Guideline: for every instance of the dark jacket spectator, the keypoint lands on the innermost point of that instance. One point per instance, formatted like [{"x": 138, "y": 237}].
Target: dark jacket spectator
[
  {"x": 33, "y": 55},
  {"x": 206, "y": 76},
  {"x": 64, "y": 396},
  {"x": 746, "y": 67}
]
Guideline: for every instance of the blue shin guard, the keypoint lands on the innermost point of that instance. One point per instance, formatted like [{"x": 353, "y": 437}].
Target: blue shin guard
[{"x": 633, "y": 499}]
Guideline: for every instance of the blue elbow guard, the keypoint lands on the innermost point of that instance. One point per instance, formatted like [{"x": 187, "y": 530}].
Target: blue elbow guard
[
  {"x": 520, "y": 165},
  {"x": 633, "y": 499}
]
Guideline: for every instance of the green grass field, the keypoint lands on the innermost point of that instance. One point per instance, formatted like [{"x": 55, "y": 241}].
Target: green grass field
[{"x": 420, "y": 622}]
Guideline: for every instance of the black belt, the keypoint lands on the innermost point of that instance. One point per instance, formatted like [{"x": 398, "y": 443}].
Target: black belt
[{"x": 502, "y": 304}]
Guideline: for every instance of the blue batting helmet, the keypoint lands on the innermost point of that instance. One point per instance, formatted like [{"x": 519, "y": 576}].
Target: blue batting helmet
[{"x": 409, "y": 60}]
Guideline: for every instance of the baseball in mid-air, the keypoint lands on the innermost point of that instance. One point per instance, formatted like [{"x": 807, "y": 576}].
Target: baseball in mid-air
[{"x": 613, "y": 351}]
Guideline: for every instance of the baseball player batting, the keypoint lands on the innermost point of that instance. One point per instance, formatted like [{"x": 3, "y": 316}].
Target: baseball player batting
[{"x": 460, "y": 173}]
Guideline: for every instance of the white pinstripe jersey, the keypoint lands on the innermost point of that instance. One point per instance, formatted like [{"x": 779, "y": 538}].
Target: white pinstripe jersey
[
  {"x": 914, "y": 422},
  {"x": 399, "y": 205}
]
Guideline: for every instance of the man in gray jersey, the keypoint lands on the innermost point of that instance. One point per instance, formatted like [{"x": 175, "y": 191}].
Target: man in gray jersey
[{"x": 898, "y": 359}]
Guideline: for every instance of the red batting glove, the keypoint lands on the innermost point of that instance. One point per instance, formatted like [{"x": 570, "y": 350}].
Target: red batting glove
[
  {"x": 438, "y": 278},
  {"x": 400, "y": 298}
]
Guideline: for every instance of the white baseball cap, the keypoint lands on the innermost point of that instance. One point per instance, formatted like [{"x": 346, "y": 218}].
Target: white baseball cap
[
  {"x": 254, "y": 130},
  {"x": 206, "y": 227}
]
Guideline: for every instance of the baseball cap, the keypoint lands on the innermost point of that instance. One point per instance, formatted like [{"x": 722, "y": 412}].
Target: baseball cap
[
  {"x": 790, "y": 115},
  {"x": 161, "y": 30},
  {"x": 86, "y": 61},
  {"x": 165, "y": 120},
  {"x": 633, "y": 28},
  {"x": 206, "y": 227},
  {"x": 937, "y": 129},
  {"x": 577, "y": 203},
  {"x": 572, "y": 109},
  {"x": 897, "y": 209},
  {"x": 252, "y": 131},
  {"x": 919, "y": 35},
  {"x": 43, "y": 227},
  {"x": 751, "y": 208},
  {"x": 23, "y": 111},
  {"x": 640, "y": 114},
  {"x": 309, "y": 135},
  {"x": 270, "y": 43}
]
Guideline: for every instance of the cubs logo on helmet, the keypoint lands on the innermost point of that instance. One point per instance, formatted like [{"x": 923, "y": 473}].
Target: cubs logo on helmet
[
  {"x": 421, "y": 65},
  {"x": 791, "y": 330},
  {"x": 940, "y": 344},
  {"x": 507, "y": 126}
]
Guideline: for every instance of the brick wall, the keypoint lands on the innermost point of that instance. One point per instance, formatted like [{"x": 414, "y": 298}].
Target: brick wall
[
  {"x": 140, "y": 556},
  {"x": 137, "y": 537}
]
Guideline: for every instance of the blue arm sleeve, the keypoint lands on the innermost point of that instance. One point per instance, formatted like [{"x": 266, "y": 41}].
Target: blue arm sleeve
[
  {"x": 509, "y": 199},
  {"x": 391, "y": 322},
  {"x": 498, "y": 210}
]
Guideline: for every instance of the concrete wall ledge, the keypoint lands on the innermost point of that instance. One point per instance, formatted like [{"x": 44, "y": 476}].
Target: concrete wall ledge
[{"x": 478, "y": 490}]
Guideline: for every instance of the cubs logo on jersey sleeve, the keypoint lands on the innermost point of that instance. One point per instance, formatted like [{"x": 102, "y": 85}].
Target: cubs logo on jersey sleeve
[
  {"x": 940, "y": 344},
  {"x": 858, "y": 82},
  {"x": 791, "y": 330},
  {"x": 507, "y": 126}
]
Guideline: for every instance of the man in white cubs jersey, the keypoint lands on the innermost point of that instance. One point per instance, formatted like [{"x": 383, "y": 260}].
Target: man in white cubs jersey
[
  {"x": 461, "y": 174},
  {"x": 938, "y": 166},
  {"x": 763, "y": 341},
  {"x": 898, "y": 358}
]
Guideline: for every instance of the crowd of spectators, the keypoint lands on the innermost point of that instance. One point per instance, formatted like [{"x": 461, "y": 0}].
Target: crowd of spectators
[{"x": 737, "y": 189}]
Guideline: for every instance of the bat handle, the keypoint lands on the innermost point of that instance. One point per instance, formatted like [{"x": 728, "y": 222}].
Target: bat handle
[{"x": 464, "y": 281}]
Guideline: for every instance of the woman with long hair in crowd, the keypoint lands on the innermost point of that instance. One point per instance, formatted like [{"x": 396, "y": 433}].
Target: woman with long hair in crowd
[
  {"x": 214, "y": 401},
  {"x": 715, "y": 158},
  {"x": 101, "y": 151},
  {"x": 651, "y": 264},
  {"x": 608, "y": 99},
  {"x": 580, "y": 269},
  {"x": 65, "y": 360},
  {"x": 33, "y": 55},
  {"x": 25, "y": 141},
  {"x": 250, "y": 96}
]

### Task requirements
Quote the lines of the listing above that run from the line with "Guideline: for every instance of the woman" through its last line, both included, and nothing else.

### Task solution
Guideline: for every instance of the woman with long hair in crowd, the keypoint lands on the innermost point of that instance. One point per instance, formatted like [{"x": 396, "y": 433}].
Target: woman with long hair in crowd
[
  {"x": 214, "y": 401},
  {"x": 715, "y": 158},
  {"x": 101, "y": 151},
  {"x": 651, "y": 264},
  {"x": 608, "y": 99},
  {"x": 580, "y": 269},
  {"x": 65, "y": 360},
  {"x": 33, "y": 55},
  {"x": 25, "y": 141},
  {"x": 250, "y": 96}
]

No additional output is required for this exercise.